▶ [GIVEN PASSAGE]
■ ■ ■ ■ ■ ■ ■

Coalition supports ban on sulfide mining near the Boundary Waters

Posted

REGIONAL— More than 200 private businesses, including nearly 60 from northern Minnesota, have joined forces to back permanent protection of the Boundary Waters Canoe Area Wilderness from sulfide-based mining of copper and nickel.

The new group, known as the Boundary Waters Business Coalition, includes dozens of small rural businesses, like wilderness outfitters, recreational product manufacturers, outdoor gear retailers, and resorts.

More than 100 are based in Minnesota, while many of the other members supply Minnesota-based companies that serve the outdoor recreation industry in and around the Boundary Waters.

Steve Piragis, who helped recruit members for the group, said many of those in the industry understand the risks that environmental degradation could pose to businesses that benefit from a pristine wilderness.

“Everybody I talk to, they all want to support the campaign,” said Piragis. “Especially those businesses from out West. They’re familiar with the environmental consequences of sulfide mining.”

■ ■ ■ ■ ■ ■ ■

▶ [ASSIGNMENT A] From the Boundary Waters article, return the text from "REGIONAL— More than" up to and including "retailers, and resorts.".
▶ [ASSIGNMENT B] Name the kinds of small rural businesses that the Boundary Waters article says the coalition includes.
▶ [ASSIGNMENT C]
Answer these questions from the Boundary Waters article:
(i) How many private businesses have joined to back permanent protection of the wilderness?
(ii) What is the new group called?
(iii) According to Piragis, which businesses are especially familiar with the environmental consequences of sulfide mining?

▶ [RECORD SET]
■ ■ ■ ■ ■ ■ ■

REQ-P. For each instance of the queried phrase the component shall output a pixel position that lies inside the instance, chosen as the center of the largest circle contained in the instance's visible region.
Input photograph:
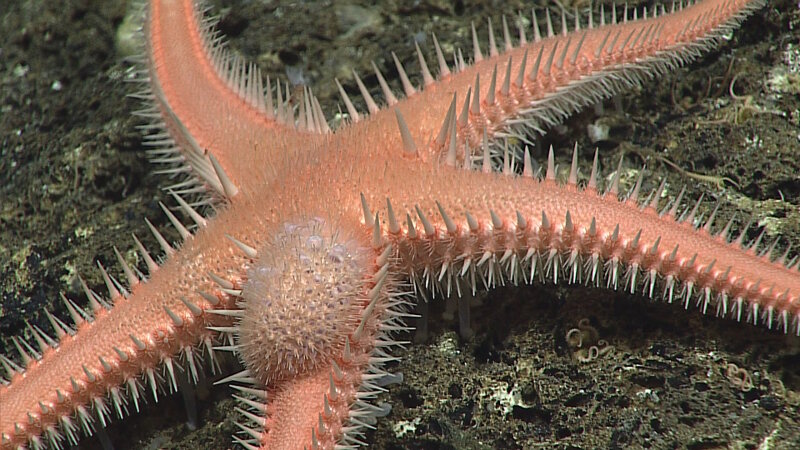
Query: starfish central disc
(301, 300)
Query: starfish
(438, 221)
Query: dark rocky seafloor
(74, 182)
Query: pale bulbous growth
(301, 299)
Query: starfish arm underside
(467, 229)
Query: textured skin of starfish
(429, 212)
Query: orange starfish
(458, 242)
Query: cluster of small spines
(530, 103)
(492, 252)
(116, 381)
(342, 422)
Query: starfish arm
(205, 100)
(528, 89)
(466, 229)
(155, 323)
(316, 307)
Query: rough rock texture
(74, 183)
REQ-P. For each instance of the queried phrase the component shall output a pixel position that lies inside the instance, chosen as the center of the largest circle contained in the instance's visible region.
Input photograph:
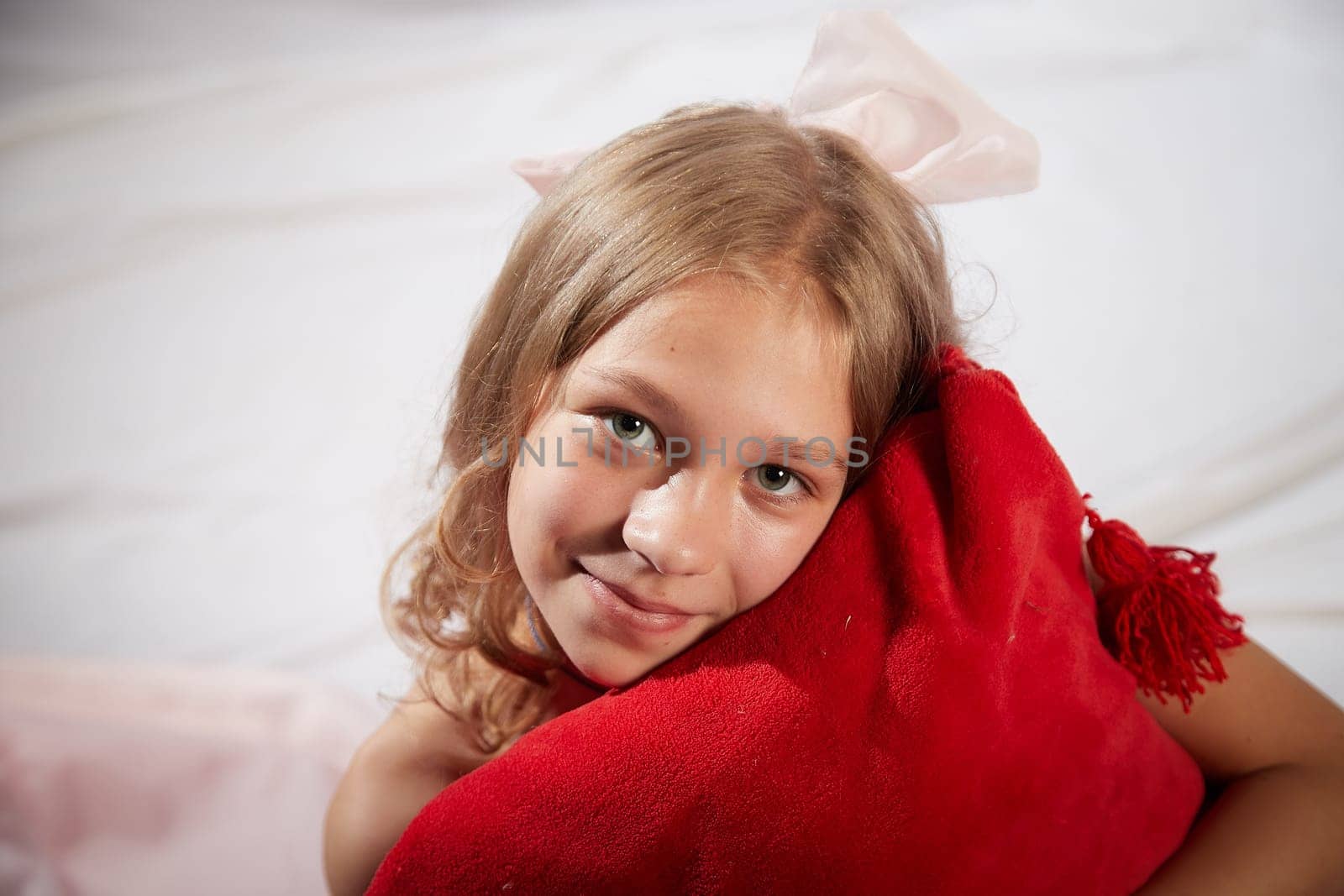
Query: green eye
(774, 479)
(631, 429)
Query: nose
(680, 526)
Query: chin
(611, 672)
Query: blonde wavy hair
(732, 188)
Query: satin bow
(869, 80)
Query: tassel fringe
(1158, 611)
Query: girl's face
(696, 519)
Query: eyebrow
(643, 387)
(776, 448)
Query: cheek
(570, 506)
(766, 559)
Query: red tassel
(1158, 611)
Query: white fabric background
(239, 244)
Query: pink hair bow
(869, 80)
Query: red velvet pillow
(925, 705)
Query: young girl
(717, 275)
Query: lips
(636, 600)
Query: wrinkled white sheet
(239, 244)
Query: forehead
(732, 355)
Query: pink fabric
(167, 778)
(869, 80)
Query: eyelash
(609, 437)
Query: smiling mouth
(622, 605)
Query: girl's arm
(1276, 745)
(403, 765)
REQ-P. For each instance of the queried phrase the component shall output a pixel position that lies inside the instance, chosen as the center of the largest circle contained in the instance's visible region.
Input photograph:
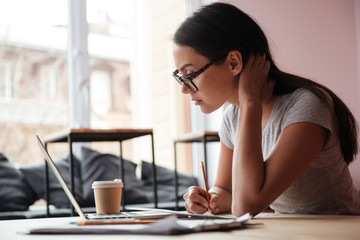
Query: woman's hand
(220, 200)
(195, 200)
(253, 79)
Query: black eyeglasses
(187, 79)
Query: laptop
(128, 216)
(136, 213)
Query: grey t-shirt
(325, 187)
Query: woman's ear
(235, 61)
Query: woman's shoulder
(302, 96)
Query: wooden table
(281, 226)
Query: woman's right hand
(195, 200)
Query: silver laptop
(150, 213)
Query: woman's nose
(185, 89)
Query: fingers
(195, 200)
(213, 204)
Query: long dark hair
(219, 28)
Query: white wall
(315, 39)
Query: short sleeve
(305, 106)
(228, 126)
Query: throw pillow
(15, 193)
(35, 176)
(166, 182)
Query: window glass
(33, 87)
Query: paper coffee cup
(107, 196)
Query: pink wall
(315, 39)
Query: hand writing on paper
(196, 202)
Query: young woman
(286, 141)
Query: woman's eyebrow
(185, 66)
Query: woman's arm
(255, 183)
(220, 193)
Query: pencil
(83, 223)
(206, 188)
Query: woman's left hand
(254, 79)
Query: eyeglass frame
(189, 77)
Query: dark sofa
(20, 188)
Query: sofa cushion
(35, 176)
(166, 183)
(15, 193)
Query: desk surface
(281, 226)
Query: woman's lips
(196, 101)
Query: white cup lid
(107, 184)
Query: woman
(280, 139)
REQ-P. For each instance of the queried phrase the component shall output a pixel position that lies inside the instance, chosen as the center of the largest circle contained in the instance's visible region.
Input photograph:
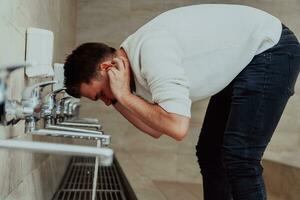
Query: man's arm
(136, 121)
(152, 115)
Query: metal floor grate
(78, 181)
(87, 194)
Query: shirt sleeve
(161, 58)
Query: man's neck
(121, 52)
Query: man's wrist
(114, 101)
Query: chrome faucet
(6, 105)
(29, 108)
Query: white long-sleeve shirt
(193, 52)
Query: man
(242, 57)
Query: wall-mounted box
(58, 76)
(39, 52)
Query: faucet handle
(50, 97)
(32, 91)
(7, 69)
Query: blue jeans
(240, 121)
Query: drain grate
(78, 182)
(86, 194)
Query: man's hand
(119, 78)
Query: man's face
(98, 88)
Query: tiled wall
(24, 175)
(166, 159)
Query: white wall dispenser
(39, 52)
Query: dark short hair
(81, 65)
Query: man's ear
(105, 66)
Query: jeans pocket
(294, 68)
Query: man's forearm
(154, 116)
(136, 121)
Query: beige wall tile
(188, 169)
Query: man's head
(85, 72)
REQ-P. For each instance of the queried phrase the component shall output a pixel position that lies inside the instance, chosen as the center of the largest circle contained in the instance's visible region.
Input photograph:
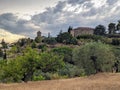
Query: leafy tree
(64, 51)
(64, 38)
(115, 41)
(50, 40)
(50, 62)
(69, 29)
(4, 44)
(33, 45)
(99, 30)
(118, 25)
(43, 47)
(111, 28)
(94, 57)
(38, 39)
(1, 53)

■ ■ ■ ■ ■ ■ ■

▶ [OUTPUT A]
REGIONAL— More than 200 private businesses, including nearly 60 from northern Minnesota, have joined forces to back permanent protection of the Boundary Waters Canoe Area Wilderness from sulfide-based mining of copper and nickel.

The new group, known as the Boundary Waters Business Coalition, includes dozens of small rural businesses, like wilderness outfitters, recreational product manufacturers, outdoor gear retailers, and resorts.

▶ [OUTPUT B]
wilderness outfitters
recreational product manufacturers
outdoor gear retailers
resorts

▶ [OUTPUT C]
(i) More than 200
(ii) The Boundary Waters Business Coalition
(iii) Businesses from out West